─── Information supplied

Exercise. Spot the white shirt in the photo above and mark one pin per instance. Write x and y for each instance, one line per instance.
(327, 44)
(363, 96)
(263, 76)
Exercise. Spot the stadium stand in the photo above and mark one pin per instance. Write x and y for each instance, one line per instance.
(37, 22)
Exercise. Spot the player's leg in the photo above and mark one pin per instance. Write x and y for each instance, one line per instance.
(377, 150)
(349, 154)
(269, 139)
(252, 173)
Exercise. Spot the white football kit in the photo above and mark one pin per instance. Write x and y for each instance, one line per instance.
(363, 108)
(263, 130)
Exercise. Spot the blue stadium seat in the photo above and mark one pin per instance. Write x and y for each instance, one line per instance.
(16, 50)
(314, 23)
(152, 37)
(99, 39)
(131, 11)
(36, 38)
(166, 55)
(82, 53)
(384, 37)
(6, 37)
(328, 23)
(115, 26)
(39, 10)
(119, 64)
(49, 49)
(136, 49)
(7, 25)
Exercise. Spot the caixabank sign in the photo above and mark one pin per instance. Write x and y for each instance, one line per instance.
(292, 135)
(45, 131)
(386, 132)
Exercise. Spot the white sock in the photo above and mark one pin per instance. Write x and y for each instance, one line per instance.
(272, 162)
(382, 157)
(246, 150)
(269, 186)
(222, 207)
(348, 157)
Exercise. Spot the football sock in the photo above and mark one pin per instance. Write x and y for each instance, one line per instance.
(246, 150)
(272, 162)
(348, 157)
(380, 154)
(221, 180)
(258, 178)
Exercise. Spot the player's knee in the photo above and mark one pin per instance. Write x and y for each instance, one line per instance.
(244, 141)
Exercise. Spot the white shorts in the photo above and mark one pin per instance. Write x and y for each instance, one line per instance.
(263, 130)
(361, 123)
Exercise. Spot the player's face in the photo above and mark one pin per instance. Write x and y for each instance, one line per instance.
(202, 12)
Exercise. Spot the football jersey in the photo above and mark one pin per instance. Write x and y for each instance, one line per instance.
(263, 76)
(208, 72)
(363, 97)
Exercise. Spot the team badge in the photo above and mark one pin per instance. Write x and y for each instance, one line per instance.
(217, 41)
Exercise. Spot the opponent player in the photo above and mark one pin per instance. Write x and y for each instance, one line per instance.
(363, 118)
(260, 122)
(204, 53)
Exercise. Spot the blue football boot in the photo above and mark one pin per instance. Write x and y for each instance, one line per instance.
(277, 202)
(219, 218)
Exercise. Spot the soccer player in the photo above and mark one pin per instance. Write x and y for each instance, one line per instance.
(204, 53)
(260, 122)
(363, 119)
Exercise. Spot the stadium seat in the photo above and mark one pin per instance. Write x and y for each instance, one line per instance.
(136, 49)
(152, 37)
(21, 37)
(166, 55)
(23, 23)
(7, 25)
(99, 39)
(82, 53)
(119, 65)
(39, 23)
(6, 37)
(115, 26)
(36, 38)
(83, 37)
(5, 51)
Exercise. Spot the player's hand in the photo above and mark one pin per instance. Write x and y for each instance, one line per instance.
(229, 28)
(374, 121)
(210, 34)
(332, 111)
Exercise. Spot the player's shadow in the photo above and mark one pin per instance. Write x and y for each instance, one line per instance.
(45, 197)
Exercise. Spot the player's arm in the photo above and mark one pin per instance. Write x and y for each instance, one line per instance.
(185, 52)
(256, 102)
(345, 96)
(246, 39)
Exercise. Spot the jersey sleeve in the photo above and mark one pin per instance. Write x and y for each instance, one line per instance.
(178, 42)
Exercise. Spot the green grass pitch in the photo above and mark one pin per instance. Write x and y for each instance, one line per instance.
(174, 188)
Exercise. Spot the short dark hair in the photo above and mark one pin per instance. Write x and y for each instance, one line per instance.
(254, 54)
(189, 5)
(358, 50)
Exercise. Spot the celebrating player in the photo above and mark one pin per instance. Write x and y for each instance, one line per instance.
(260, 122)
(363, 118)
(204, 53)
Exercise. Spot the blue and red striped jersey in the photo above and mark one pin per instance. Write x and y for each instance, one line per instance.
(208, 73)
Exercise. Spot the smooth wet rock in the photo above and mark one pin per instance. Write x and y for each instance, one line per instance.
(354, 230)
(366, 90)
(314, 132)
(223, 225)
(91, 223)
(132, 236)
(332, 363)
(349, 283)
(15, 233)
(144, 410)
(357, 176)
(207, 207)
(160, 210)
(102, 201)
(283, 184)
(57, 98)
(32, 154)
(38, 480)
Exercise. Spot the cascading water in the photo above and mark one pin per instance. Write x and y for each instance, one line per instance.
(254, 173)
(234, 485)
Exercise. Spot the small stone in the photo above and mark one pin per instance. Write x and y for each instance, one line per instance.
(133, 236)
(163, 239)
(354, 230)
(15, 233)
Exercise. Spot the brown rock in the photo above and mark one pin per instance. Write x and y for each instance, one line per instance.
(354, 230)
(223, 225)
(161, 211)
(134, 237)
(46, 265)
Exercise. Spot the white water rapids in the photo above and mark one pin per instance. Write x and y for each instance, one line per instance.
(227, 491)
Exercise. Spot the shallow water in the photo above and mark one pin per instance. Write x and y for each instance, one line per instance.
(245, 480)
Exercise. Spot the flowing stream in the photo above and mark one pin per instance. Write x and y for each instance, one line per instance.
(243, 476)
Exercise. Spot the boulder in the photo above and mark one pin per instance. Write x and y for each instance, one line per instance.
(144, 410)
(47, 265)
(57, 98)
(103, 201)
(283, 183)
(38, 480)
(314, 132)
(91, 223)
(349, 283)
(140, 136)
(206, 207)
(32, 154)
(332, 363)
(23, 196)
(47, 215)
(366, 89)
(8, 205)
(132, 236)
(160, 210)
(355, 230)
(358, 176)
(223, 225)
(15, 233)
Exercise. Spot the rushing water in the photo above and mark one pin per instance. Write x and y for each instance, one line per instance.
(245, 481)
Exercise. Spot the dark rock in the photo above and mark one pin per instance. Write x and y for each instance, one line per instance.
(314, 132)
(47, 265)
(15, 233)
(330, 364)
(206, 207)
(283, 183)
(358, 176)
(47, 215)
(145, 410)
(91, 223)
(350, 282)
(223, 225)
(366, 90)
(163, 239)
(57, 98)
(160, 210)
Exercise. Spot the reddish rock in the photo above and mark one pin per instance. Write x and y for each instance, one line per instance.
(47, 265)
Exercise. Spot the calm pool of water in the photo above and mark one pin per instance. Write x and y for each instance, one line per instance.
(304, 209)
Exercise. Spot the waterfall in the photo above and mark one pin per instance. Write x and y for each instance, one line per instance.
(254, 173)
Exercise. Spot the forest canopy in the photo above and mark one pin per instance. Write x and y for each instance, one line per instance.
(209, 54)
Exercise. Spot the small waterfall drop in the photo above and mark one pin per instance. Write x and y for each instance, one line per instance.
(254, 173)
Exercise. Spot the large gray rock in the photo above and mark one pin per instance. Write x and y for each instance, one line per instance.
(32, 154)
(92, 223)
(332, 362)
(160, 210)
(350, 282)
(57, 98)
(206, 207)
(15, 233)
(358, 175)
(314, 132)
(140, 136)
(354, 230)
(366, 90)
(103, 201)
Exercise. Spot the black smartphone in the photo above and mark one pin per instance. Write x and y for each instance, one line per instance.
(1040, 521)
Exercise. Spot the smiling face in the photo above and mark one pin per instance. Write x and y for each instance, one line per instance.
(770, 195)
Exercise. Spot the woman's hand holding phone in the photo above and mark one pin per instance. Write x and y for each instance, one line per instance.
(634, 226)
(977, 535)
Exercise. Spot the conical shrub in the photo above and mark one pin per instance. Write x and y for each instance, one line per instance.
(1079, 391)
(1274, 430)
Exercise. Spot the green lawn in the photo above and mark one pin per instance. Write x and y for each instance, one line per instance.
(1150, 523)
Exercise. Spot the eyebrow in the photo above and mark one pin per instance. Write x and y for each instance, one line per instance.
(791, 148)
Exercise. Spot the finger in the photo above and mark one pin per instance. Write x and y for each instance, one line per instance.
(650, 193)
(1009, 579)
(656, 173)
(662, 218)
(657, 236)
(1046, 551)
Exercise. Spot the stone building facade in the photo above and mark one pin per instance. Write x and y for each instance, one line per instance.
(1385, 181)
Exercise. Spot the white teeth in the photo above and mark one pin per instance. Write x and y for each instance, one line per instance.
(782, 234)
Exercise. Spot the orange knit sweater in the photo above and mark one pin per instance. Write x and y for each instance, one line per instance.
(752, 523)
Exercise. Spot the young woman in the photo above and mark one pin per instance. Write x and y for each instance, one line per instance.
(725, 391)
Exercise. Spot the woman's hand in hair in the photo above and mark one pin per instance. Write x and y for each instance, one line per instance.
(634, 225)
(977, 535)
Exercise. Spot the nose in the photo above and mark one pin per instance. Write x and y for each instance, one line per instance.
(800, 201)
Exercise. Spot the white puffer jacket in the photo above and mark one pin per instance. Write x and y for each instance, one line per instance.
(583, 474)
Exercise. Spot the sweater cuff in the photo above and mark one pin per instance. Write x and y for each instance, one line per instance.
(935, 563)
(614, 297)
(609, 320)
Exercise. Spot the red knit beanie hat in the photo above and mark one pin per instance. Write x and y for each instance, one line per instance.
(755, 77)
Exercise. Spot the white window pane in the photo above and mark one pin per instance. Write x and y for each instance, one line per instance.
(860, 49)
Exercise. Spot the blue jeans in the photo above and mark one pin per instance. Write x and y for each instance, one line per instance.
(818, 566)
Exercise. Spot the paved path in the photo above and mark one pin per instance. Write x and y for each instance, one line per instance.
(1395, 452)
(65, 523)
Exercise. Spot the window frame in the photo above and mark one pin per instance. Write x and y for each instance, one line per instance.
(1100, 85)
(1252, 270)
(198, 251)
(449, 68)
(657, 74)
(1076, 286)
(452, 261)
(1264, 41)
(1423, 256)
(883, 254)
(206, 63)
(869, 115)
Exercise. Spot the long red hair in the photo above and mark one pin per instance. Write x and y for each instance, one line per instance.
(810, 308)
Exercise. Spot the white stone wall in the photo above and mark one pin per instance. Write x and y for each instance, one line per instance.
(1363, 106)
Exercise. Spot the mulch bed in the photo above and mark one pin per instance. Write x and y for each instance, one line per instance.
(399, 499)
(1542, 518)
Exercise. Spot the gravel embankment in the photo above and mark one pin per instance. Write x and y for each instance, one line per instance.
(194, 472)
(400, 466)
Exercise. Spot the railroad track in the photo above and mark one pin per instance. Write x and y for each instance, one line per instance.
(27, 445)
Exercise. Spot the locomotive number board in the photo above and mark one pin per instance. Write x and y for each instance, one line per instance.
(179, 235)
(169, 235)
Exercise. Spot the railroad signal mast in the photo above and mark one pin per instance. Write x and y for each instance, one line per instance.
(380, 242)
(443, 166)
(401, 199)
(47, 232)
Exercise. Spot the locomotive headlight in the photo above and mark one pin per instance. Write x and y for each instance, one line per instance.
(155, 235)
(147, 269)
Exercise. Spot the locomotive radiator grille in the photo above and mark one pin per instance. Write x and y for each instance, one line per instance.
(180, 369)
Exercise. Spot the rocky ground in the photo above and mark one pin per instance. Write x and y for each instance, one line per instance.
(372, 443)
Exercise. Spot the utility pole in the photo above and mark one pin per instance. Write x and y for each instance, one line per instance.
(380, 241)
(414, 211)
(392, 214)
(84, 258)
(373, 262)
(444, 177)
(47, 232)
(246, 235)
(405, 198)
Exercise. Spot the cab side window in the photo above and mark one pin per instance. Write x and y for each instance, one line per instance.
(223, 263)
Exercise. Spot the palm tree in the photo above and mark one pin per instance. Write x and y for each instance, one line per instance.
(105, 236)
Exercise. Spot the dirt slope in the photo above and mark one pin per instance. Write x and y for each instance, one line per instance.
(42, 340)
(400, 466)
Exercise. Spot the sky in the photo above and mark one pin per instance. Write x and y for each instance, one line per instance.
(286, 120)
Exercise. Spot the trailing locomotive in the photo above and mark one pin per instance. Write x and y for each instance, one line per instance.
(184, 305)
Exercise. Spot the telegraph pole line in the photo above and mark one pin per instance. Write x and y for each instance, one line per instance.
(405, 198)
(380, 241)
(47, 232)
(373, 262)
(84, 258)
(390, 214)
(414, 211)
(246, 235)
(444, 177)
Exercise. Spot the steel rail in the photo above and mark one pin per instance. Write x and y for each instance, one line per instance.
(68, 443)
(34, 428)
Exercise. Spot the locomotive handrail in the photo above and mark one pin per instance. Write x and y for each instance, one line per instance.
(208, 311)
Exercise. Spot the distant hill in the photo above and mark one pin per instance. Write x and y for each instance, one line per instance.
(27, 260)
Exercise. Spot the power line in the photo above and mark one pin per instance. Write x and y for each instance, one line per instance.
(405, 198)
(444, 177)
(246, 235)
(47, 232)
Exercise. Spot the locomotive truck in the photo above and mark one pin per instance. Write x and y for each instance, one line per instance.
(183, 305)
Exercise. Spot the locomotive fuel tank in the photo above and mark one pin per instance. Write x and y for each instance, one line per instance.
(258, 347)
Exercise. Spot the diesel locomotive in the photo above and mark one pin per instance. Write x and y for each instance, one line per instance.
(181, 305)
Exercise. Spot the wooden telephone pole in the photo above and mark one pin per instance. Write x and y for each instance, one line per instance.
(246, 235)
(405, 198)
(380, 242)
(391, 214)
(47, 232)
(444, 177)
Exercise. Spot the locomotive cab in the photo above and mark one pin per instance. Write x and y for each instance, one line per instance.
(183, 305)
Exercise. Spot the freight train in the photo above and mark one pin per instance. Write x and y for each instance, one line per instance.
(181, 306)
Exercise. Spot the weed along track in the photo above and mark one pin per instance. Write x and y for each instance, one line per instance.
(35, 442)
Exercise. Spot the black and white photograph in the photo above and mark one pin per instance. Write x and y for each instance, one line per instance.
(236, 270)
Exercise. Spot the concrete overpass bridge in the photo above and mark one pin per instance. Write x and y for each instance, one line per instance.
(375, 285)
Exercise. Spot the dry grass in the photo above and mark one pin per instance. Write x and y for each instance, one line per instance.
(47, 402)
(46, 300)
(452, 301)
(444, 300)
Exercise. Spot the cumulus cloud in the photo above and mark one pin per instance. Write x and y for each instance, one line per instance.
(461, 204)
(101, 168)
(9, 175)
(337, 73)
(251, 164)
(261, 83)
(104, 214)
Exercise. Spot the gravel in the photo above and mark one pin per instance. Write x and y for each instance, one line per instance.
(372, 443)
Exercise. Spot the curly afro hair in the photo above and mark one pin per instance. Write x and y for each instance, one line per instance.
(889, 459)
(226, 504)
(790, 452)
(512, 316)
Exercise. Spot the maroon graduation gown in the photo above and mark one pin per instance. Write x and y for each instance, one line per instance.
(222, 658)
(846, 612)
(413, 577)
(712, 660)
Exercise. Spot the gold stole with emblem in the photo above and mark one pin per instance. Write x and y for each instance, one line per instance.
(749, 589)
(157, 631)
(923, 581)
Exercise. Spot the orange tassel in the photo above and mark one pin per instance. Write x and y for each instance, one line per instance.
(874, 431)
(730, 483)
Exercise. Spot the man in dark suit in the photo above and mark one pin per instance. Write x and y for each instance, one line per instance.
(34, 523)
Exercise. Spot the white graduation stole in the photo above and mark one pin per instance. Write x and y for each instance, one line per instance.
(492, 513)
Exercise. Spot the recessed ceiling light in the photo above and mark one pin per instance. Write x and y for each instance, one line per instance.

──────

Exercise requirements. Take the line in which "Exercise. Spot the gold" occurs and each subsequent line through the end; give these lines again without alteration.

Correct output.
Exercise. Spot the gold stole with emblem in the photo above and mark one pin per instance. Write x and y for each instance, one line per instance.
(749, 589)
(157, 631)
(923, 581)
Exercise. Spot the orange tassel in the photo above and mark one pin per instance. Write x and y for each instance, one line per instance.
(874, 431)
(730, 483)
Exercise. Spot the man in dark suit in the photo above and mark one pin per instance. Write x and y for each instance, one line per instance.
(34, 523)
Exercise. Spot the white graduation stole in the photo above and mark one pin per instance. Write x and y for each instance, one line per instance.
(492, 513)
Exercise. Spot the recessed ceiling light in the photo above and mark one pin per instance. Write x and y for each instance, one line per instance.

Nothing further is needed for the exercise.